> HALAMAN

.....

UU Perlindungan Data Pribadi Dinilai Dapat Disalahgunakan, Pasal Ini Dianggap Pasal Karet

redaksiutama.comTRIBUNNEWS.COM, JAKARTA – Lembaga Studi dan Advokasi Masyarakat (ELSAM) mengatakan Undang-undang Perlindungan Data Pribadi (UU PDP) memiliki risiko adanya tindakan kriminalisasi terhadap suatu pihak.

Dalam pasal 65 ayat 2 juncto pasal 67 ayat 2 tersebut, dinilai oleh ELSAM merupakan pasal karet.

“Risiko over-criminalisation juga mengemuka dari berlakunya undang-undang ini, khususnya akibat kelenturan rumusan Pasal 65 ayat (2) jo. Pasal 67 ayat (2),” kata Direktur Eksekutif ELSAM Wahyudi Djafar dalam keterangannya, Sabtu (24/9/2022).

Di mana, pasal itu pada intinya mengatur mengenai ancaman pidana terhadap seseorang yang mengungkap data pribadi bukan miliknya secara melawan hukum.

“Dalam hukum PDP, pemrosesan data pribadi, termasuk pengungkapan, sepanjang tidak memenuhi dasar hukum pemrosesan (persetujuan konsen, kewajiban hukum, kewajiban kontrak, kepentingan publik, kepentingan vital, dan kepentingan yang sah), maka dapat dikatakan telah melawan hukum,” kata Djafar.

Terhadap pasal tersebut kata Djafar terdapat ketidakjelasan frasa ‘melawan hukum’.

Dalam maksud lain, tidak dimaksudkan secara gamblang frasa melawan hukum yang dimaksudnya itu.

Sementara, dalam hukum PDP seperti yang disampaikan Djafar, terhadap suatu pemrosesan data pribadi sepanjang tidak memenuhi dasar hukum pemrosesan maka dapat dikatakan melawan hukum.

Oleh karenanya, ELSAM menilai UU itu akan berdampak multi-tafsir dan berpotensi disalahgunakan untuk mengkriminalisasi serta merugikan salah satu pihak.

“Ketidakjelasan batasan frasa ‘melawan hukum’ dalam pasal tersebut akan berdampak karet dan multi-tafsir dalam penerapannya, yang berisiko disalahgunakan, untuk tujuan mengkriminalkan orang lain,” ucap dia.

Lebih jauh, dalam pandangannya, Djafar mempertanyakan perihal seberapa jauh UU PDP tersebut dapat mengatasi permasalahan perlindungan data pribadi di Indonesia.

.....

> BARIS DATA
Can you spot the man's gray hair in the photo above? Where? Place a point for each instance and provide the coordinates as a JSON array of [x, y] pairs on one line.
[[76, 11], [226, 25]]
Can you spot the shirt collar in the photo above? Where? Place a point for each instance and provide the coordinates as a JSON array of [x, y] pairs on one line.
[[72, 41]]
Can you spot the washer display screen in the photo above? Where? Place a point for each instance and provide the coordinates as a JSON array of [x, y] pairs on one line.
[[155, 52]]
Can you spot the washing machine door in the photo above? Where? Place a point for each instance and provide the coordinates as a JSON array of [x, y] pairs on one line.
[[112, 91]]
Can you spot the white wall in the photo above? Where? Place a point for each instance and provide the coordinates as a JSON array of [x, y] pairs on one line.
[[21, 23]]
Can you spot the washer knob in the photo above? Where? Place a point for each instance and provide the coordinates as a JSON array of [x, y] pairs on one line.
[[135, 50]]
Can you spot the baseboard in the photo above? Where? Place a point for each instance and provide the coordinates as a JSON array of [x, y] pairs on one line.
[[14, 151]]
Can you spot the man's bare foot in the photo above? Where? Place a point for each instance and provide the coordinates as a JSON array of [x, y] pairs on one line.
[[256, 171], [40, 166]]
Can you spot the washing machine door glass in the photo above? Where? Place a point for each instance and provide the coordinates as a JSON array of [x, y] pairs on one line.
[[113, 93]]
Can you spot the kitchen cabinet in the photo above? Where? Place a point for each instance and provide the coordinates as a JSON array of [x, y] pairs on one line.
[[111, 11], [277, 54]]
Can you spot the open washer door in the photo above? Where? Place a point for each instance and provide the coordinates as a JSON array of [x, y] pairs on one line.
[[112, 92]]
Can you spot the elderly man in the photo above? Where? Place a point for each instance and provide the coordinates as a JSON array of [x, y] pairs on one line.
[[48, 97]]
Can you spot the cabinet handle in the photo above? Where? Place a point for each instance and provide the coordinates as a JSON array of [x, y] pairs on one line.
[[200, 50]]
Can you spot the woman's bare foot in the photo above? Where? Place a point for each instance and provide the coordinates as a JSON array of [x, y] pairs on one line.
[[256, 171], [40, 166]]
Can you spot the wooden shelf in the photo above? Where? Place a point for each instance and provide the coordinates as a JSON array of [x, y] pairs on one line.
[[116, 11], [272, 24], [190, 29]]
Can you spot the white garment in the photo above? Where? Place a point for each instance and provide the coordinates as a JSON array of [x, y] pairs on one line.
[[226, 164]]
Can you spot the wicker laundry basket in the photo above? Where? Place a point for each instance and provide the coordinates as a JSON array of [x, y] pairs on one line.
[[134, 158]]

.....

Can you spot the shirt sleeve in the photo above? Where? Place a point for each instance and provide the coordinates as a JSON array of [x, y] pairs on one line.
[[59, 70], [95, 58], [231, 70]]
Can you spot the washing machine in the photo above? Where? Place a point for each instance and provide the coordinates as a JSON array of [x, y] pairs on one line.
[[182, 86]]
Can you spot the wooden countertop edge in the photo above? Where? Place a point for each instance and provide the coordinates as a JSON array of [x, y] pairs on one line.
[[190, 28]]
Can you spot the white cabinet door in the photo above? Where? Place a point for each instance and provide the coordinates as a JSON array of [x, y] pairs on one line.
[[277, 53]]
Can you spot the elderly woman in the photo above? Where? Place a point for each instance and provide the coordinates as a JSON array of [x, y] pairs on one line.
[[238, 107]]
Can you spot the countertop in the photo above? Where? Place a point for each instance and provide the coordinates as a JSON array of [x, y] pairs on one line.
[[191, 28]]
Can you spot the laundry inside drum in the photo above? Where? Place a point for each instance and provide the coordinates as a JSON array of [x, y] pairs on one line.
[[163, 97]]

.....

> TUGAS WAJIB
a: Jawablah pertanyaan berikut berdasarkan artikel tentang UU Perlindungan Data Pribadi:
(i) Siapa yang menjabat Direktur Eksekutif ELSAM?
(ii) Pasal mana yang dinilai ELSAM sebagai pasal karet?
(iii) Frasa apa dalam pasal itu yang dinilai tidak jelas?
b: Ketik ulang tanpa perubahan bagian entri yang diawali baris yang memuat "Can you spot the washing machine in" dan diakhiri baris yang memuat "[[190, 28]]". Kedua baris itu ikut disalin.
Artikel dan entri di atas berasal dari sumber yang berbeda.

> JAWABAN LENGKAP
a:
(i) Wahyudi Djafar.
(ii) Pasal 65 ayat (2) juncto Pasal 67 ayat (2).
(iii) Frasa "melawan hukum".

b:
Can you spot the washing machine in the photo above? Where? Place a point for each instance and provide the coordinates as a JSON array of [x, y] pairs on one line.
[[182, 86]]
Can you spot the wooden countertop edge in the photo above? Where? Place a point for each instance and provide the coordinates as a JSON array of [x, y] pairs on one line.
[[190, 28]]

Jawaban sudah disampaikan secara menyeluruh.